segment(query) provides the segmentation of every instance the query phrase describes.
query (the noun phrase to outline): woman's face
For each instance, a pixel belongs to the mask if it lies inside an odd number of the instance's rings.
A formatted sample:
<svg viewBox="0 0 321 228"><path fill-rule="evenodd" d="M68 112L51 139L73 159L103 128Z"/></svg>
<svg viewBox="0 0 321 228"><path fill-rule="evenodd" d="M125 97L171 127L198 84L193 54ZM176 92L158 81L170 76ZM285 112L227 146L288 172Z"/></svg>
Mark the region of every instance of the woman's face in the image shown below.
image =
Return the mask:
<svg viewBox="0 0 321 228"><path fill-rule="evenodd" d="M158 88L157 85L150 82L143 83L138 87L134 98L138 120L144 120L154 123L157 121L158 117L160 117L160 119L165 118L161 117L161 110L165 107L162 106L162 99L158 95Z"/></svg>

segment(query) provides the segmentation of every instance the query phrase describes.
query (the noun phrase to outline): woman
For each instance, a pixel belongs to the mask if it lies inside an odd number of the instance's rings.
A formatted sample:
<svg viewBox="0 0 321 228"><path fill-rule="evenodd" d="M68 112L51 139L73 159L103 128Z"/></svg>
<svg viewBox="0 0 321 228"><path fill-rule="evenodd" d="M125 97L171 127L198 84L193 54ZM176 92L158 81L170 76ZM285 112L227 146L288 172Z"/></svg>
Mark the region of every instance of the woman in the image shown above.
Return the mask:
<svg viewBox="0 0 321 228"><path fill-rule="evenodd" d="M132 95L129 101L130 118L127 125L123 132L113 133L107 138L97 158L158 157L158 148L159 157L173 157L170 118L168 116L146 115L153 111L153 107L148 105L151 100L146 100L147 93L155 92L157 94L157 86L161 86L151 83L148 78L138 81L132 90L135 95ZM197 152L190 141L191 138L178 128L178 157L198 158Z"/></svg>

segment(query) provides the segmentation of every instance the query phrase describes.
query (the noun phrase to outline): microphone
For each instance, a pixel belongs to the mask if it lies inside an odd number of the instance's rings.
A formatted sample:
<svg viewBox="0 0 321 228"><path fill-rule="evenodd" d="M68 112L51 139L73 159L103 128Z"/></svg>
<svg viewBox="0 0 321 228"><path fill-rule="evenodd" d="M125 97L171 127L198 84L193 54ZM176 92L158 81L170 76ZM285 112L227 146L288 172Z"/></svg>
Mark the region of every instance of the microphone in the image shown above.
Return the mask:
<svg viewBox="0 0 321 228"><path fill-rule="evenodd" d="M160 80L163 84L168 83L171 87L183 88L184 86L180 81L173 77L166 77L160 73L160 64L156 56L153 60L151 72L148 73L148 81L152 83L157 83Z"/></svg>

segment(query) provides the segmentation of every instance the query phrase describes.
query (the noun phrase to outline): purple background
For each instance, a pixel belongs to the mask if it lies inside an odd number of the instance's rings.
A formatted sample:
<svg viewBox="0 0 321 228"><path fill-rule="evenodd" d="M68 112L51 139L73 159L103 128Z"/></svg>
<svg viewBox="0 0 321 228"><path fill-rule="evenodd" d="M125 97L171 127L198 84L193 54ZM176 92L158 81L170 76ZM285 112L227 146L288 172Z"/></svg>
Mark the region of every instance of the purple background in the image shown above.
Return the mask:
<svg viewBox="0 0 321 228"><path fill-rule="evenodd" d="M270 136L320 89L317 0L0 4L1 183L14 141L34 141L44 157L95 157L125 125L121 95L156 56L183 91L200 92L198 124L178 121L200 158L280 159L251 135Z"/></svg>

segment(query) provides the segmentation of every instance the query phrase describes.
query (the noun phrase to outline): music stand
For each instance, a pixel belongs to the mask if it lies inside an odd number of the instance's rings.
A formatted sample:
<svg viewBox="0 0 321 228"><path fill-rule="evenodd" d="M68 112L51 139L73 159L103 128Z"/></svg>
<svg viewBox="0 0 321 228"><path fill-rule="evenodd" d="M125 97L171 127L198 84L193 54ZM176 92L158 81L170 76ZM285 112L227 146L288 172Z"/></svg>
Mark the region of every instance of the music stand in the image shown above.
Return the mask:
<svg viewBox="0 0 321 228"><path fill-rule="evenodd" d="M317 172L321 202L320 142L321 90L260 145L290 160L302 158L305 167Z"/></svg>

Directions for this task: Give back every row above word for word, changing nothing.

Written solution:
segment(query) provides the segmentation of every instance the query phrase describes.
query (the noun phrase to outline): woman's face
For each instance, a pixel belongs to the mask if it lies inside an odd number of the instance's rings.
A formatted sample:
<svg viewBox="0 0 321 228"><path fill-rule="evenodd" d="M68 112L51 139L73 159L103 128Z"/></svg>
<svg viewBox="0 0 321 228"><path fill-rule="evenodd" d="M125 97L171 127L198 84L193 54ZM176 92L158 81L170 76ZM285 112L227 146L288 172Z"/></svg>
Mark the region of every instance of the woman's face in the image shown below.
image =
Return the mask:
<svg viewBox="0 0 321 228"><path fill-rule="evenodd" d="M158 88L157 85L150 82L143 83L138 87L134 98L138 120L144 120L154 123L157 121L158 117L160 117L160 119L165 118L161 117L161 110L165 107L162 106L162 99L158 95Z"/></svg>

segment(query) provides the segmentation of every instance the query phrase describes.
query (the noun phrase to outline): woman
For each instance, a pixel belongs to the mask if it lies inside an odd number of the instance's rings.
A formatted sample:
<svg viewBox="0 0 321 228"><path fill-rule="evenodd" d="M68 112L51 139L73 159L103 128Z"/></svg>
<svg viewBox="0 0 321 228"><path fill-rule="evenodd" d="M125 97L171 127L198 84L193 54ZM176 92L158 81L170 76ZM285 112L227 146L288 172Z"/></svg>
Mark the region of every instance of the woman in the image shown above.
Return the mask:
<svg viewBox="0 0 321 228"><path fill-rule="evenodd" d="M132 95L129 101L130 118L127 125L123 132L113 133L107 138L97 158L158 157L158 148L159 157L173 157L170 118L168 116L146 115L153 111L153 107L148 105L151 100L146 100L147 93L155 92L157 94L157 86L161 86L151 83L148 78L138 81L132 90L135 95ZM197 152L190 141L191 138L178 128L178 157L198 158Z"/></svg>

segment(query) provides the segmentation of every instance the query phrase describes.
query (the noun phrase to outline): microphone
For each instance, a pixel belongs to the mask if it lies inside an odd number of the instance's rings.
A formatted sample:
<svg viewBox="0 0 321 228"><path fill-rule="evenodd" d="M68 112L51 139L73 159L103 128Z"/></svg>
<svg viewBox="0 0 321 228"><path fill-rule="evenodd" d="M125 97L171 127L198 84L193 54ZM176 92L158 81L170 76ZM285 112L227 146L288 172Z"/></svg>
Mark the region of every instance of the microphone in the image shown above.
Return the mask:
<svg viewBox="0 0 321 228"><path fill-rule="evenodd" d="M160 80L163 84L168 83L171 87L183 88L184 86L180 81L173 77L166 77L160 73L160 64L156 56L153 60L151 72L148 73L148 81L152 83L157 83Z"/></svg>

segment(query) provides the segmentation of every instance the query phrase describes.
query (the noun phrase to outline): purple background
For each instance, a pixel belongs to the mask if it lies inside an odd number of the instance's rings.
A formatted sample:
<svg viewBox="0 0 321 228"><path fill-rule="evenodd" d="M68 112L51 139L73 159L103 128Z"/></svg>
<svg viewBox="0 0 321 228"><path fill-rule="evenodd" d="M125 97L171 127L198 84L193 54ZM176 92L158 81L170 76ZM285 112L227 146L288 172Z"/></svg>
Mark the region of every instance of the purple background in the image shown above.
Return the mask:
<svg viewBox="0 0 321 228"><path fill-rule="evenodd" d="M270 136L320 89L317 0L0 4L1 183L14 141L34 141L44 157L95 157L125 125L121 95L156 56L183 91L200 92L198 124L178 121L200 158L280 159L251 135Z"/></svg>

segment(query) provides the segmentation of every instance the query phrase describes.
query (the noun phrase to outline): music stand
For each instance, a pixel belongs to the mask if it lies inside an odd number of the instance's rings.
A formatted sample:
<svg viewBox="0 0 321 228"><path fill-rule="evenodd" d="M68 112L51 139L73 159L103 128Z"/></svg>
<svg viewBox="0 0 321 228"><path fill-rule="evenodd" d="M125 97L171 127L198 84L193 54ZM176 92L158 81L170 76ZM285 112L227 146L288 172Z"/></svg>
Mark the region of every instance of the music stand in the image shown above.
Return the mask:
<svg viewBox="0 0 321 228"><path fill-rule="evenodd" d="M317 172L321 202L320 142L321 90L260 145L290 160L302 158L305 167Z"/></svg>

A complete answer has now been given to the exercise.